____ Document text
Spicy Coconut Chicken Soup


Food from Sri Lanka, located off the southern tip of India, has flavor combinations not seen in other cuisines because of its position at the intersection of trade routes and cultures, says Kentucky-based chef Samantha Fore, whose family is from the country. This soup exemplifies the essential, mouthwatering combo of sweet, sour and heat; bright acidity from fresh lime juice is balanced by coconut milk, which adds richness without being heavy. Spices grown on the island—like cinnamon, cardamom, coriander and cumin—lend toasty notes to the broth and add a layer of gentle heat behind the fiery dried chile. The Tuk spice blend is one Fore created (named after her pop-up restaurant, Tuk Sri Lankan Bites) and is available online through spicewallabrand.com. "It is basically everything I would put into a chicken curry," she says, including ginger, lemongrass and turmeric.

Spicy Coconut Chicken Soup
Photo: Greg DuPree
Active Time:
35 mins
Total Time:
1 hr 15 mins


  • 1 ½ pounds bone-in, skin-on chicken thighs

  • 1 teaspoon ground pepper, divided

  • 2 tablespoons Tuk fried chicken spice or madras curry powder, divided

  • 2 tablespoons coconut oil

  • 1 4-inch piece pandan leaf (optional)

  • 1 Ceylon cinnamon stick

  • 4 cardamom seeds

  • ½ teaspoon fenugreek seeds (see Tip)
________
Brief A
List the spices that the soup recipe names as grown on the island.
Brief B
Summarize the soup recipe's introduction in two sentences.
____ Extracted entries
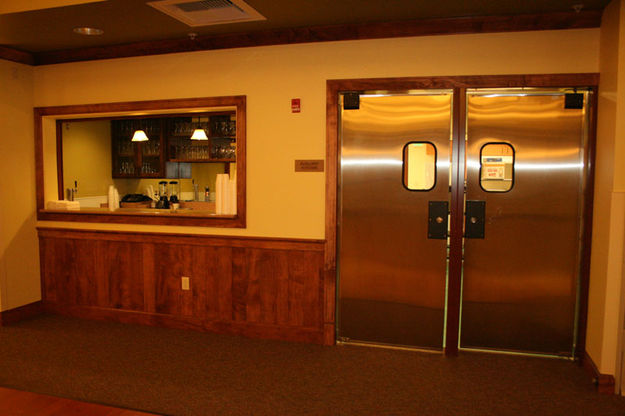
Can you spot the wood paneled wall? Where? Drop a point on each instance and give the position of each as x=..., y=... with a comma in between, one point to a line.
x=266, y=288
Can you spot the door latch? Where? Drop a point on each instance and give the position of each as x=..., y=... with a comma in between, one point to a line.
x=438, y=212
x=474, y=218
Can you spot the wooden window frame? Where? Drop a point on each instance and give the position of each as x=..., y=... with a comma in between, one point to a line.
x=164, y=107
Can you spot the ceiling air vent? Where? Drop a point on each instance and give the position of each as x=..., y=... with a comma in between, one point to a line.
x=207, y=12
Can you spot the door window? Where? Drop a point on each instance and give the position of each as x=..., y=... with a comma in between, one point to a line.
x=419, y=166
x=497, y=167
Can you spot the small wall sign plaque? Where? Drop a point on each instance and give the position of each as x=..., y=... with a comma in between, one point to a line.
x=309, y=165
________
Expected output A
cinnamon, cardamom, coriander, cumin

Expected output B
Chef Samantha Fore says Sri Lankan food has unusual flavor combinations because of the country's position at the intersection of trade routes and cultures, and this soup shows the combination of sweet, sour and heat, with lime juice balanced by coconut milk. Island-grown spices give the broth toasty notes and gentle heat, and the Tuk spice blend Fore created is available online.